*Given text:*
Her husband did not defend her “honor” as Bates did, although she could have
requested some action from him.
The manipulation
and lack of concern she showed towards the young private, another woman raped
by the general, as she worked with her on a campaign to change the military’s
handling of sexual assault, was well thought-out. It reinforced Claire’s
character: a ruthless pragmatist blind to the emotional wreckage and compromising
of ideals that pragmatism costs, and serves to remind people of the way in
which rape survivors may be treated by political figures in real life – as
political props whose emotional well-being is secondary to the abstract cause.
Her story was left unsettled, despite the prosecution of her rapist, showing
that the classic TV model of punishing the rapist and proceeding as if
everything is fine – is false.
Looking further back at The Sopranos, Jennifer Melfi, Tony Soprano’s
psychiatrist, is raped by a man she later discovers works at a fast food
restaurant, and has been named “Employee of the Month.” Although he is arrested
(and his arrest may have been aided by the rape being a stranger rape), he is
released on a technicality. She has a chance to tell Tony to take the man out,
but decides not to. This is a great example of a more nuanced rape survivor
story. The man isn’t considered a monster in his regular habitat. He’s a hard
worker, and respected. There isn’t any happy ending; no closure on a legal or
vigilante level. It sends a message to viewers that even though Jennifer went
through a horrible life event, she isn’t defined by that event, as much as she
may continue to struggle with it.
What I am
suggesting is not that there should be one correct model of how rape victims on
television should be depicted reacting to their rapes - that would be
ludicrous. But I think it would validate more rape victims' experiences if we
portrayed a wider range of experiences on television that don’t simply exist to
create a beleaguered spouse’s revenge plot or show a character as strong or
noble because she was raped. The
scenario that is depicted today feeds into ideas about how women should react
to violence and abuse - that there is always more dignity in "not giving
power" to that person, but that is the same line of reasoning that people
use to dismiss sexism and racism. The idea is that by acknowledging injustice,
we are somehow allowing it to continue. It's completely illogical, but remains
very popular argument, nonetheless.

*Goal of the exercise:*
Answer these questions using the text above about rape survivors on television.
1. What was Claire working on with the young private?
2. What title had the man who raped Jennifer Melfi been given at the fast food restaurant?
3. On what grounds was that man released after his arrest?

*Source excerpt:*
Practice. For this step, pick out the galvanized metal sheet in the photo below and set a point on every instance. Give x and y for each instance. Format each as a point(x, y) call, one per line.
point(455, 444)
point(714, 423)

*Right answer:*
1. A campaign to change the military's handling of sexual assault.
2. "Employee of the Month."
3. On a technicality.